Nederland is een fietsland. Het kan hier ook makkelijk: afstanden zijn niet te groot, alles is vlak, parkeerplaatsen zijn altijd en overal bezet, dus fietsen is een uitkomst. Auto’s en racen vinden we minder typisch Nederlands. We doen het wel, maar we blinken niet echt uit in Monaco of Spa Francorchamps. Toch hebben we ook in Holland een paar fraaie circuits liggen waar we best een beetje trots op mogen zijn.
Misschien is circuitpark Zandvoort wel het bekendste parcours van het land. Wat minder mensen weten is dat het Zandvoortse circuit er wellicht niet was geweest zonder de Duitse bezetting in de jaren veertig. De Zandvoortse bevolking was sowieso al vrij enthousiast over het harde rijden, want al in 1939 werden de eerste straatraces gehouden in de buurt van waar nu het circuitpark ligt. Toen de bezetter het roer overnam, sloot de burgemeester een dealtje: in ruil voor een brede weg dwars door Zandvoort, die tijdens de bezetting als paradeplaats gebruikt zou kunnen worden, hoefde de Zandvoortse bevolking geen dwangarbeid te verrichten. De Duitsers (die ook de A12 hebben aangelegd) zagen wel wat in het plan en stemden in. Deze wegen zijn na de oorlog samengevoegd en omgebouwd tot een racecircuit.

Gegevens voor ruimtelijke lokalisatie
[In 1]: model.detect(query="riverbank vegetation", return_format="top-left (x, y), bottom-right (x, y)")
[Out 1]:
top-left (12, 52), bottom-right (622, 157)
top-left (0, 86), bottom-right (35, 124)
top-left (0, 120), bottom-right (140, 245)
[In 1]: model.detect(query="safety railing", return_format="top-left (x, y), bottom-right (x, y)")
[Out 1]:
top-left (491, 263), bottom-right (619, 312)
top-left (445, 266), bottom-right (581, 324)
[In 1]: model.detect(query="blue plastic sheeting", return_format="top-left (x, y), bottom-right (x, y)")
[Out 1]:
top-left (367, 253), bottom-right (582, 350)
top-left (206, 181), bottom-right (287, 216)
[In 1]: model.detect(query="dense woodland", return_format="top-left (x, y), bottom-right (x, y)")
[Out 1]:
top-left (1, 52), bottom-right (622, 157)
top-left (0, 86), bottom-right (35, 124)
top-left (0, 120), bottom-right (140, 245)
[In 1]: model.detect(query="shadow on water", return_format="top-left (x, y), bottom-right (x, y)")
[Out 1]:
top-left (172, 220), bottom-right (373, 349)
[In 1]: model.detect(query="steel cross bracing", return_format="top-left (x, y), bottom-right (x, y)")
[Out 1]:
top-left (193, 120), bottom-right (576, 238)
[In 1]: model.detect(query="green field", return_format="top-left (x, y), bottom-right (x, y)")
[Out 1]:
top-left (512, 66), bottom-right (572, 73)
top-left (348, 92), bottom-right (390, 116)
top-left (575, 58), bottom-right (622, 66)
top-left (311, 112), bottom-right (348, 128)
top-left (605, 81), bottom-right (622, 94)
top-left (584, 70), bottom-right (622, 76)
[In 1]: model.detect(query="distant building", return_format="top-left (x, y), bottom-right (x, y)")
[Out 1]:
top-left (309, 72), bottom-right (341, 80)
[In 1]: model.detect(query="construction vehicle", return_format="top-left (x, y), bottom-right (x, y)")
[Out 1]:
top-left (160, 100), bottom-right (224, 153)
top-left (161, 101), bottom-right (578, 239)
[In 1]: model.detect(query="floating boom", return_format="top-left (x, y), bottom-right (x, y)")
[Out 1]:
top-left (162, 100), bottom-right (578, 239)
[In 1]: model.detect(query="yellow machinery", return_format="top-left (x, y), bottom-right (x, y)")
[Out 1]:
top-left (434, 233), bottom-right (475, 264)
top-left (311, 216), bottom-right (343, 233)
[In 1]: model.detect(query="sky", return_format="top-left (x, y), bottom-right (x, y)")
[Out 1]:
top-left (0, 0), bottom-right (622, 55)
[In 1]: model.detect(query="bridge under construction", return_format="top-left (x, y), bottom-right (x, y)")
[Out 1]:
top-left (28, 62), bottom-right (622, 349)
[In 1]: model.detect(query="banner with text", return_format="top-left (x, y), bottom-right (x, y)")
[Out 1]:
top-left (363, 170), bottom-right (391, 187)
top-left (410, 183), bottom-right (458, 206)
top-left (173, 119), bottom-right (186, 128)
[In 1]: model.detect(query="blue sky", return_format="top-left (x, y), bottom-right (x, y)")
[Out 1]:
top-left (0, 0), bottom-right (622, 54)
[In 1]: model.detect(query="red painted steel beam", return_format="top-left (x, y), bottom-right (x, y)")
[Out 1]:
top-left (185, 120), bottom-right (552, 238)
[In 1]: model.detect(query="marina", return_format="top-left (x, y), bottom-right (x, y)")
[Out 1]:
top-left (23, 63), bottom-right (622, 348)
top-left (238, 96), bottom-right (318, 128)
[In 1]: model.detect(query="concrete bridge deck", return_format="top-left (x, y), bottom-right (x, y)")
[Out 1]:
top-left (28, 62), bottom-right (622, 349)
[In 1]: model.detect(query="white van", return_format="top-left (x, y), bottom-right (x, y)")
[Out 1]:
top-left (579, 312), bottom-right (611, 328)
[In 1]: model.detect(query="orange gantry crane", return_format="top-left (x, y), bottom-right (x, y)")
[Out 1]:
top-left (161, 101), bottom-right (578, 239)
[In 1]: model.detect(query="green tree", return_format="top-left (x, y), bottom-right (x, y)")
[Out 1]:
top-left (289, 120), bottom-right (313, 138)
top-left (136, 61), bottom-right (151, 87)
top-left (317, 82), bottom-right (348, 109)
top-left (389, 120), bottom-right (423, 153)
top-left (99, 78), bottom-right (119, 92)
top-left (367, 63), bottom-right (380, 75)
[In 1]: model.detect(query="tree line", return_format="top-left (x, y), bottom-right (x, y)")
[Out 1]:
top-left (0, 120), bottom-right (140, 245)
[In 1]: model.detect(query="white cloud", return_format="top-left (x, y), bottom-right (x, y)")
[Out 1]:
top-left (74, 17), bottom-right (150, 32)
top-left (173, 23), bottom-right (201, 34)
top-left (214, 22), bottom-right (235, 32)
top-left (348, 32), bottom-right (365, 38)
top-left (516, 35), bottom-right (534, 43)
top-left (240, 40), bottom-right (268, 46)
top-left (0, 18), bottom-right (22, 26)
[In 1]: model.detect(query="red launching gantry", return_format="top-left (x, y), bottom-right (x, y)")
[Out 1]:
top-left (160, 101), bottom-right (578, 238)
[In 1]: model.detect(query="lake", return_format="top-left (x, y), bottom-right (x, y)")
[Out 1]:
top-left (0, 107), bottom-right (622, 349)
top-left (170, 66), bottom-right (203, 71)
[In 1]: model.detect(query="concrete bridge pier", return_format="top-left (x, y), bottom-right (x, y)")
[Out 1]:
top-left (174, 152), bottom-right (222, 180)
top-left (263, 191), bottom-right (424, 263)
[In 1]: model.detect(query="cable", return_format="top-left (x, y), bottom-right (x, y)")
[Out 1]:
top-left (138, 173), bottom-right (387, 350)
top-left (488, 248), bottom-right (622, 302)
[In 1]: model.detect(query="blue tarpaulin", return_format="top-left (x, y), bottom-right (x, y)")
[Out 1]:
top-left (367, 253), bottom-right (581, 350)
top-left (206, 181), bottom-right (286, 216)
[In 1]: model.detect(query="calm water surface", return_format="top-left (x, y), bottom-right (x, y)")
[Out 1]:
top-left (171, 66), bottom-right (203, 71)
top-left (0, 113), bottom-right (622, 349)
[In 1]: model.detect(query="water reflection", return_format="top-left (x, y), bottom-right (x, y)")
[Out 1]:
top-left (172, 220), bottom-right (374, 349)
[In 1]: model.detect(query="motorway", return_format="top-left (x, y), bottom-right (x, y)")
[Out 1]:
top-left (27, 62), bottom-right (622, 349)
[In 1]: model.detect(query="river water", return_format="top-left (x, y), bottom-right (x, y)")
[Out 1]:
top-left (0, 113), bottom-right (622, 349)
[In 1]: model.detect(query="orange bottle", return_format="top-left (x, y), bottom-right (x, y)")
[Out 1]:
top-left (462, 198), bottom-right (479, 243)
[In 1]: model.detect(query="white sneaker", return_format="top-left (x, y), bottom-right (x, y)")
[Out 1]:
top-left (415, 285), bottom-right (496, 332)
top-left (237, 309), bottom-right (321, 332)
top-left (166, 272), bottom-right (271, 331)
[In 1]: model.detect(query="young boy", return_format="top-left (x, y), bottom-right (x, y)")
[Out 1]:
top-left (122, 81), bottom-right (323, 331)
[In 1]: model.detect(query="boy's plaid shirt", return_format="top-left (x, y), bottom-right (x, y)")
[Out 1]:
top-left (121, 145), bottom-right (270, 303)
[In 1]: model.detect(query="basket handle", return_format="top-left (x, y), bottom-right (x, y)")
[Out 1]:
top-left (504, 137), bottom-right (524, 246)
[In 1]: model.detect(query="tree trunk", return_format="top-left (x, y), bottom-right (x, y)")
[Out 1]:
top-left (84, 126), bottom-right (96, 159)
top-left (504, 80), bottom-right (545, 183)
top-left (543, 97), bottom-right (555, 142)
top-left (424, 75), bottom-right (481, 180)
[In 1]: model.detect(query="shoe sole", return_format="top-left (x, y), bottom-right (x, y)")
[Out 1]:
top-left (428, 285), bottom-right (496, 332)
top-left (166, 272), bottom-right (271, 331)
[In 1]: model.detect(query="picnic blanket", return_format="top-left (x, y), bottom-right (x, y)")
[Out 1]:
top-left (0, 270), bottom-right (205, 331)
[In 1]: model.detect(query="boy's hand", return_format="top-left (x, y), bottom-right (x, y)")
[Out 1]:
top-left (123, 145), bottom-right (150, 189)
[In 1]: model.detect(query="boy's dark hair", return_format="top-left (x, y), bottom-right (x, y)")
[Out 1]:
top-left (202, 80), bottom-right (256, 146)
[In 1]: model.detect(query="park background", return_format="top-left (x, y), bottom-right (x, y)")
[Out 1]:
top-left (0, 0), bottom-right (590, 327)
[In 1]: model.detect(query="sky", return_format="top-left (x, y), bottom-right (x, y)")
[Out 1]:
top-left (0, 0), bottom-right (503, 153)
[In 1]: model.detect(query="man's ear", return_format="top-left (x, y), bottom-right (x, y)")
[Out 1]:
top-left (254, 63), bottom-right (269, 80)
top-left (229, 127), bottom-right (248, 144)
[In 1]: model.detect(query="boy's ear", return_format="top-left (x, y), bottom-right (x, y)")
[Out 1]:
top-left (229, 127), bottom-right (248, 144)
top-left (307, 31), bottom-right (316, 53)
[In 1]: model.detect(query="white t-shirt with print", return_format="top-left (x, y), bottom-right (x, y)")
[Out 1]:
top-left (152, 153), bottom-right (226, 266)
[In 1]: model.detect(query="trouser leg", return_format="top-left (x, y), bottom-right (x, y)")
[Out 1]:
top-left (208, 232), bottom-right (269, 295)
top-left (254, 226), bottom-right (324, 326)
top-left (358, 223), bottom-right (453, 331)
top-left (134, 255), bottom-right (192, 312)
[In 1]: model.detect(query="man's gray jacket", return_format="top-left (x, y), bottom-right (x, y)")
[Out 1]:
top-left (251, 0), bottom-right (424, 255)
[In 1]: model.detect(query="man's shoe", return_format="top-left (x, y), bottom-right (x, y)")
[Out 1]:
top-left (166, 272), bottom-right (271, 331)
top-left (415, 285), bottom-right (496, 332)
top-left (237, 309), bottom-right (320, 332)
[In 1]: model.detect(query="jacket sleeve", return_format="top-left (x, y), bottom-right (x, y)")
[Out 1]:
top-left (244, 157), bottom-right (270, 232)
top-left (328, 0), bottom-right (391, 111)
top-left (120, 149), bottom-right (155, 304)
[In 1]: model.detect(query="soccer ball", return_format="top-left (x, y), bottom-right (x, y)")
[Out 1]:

■ Opgaven:
1) Beantwoord deze vragen over de tekst over racecircuits in Nederland:
(a) Welke twee plaatsen worden genoemd waar Nederland niet echt uitblinkt?
(b) In welk jaar werden de eerste straatraces bij Zandvoort gehouden?
(c) Wat hoefde de Zandvoortse bevolking door de deal van de burgemeester niet te doen?
2) Kun je de tekst over racecircuits in Nederland hervatten, vanaf na de laatste zin?

■ Antwoorden per opgave:
1)
(a) Monaco en Spa Francorchamps.
(b) In 1939.
(c) Dwangarbeid verrichten.

2)
Minstens zo bekend is het Circuit van Drenthe. Dat heeft echter bekendheid verworven onder een andere naam: de TT van Assen. Het originele parcours was een kleine 30 kilometer lang en bood op 11 juli 1925 het toneel aan de eerste race. Georganiseerd door de Motorclub Assen en Omstreken, baanden de motorrijders zich een weg over verharde en onverharde wegen die dwars door meerdere Drentse dorpen voerde. In 1949 werd de MotoGP zoals we hem nu kennen voor het eerst in Assen georganiseerd, en voerde toen dus nog over de openbare weg. Het huidige traject werd in 1955 in gebruik genomen, maar was oorspronkelijk een stuk groter. In 1999 heeft het circuit een flinke facelift gehad. Er is onder andere een nieuwe, grote hoofdtribune, met een voetgangerstunnel naar het middenterrein gebouwd en een complex met twee verdiepingen waarin ook hospitality units zijn.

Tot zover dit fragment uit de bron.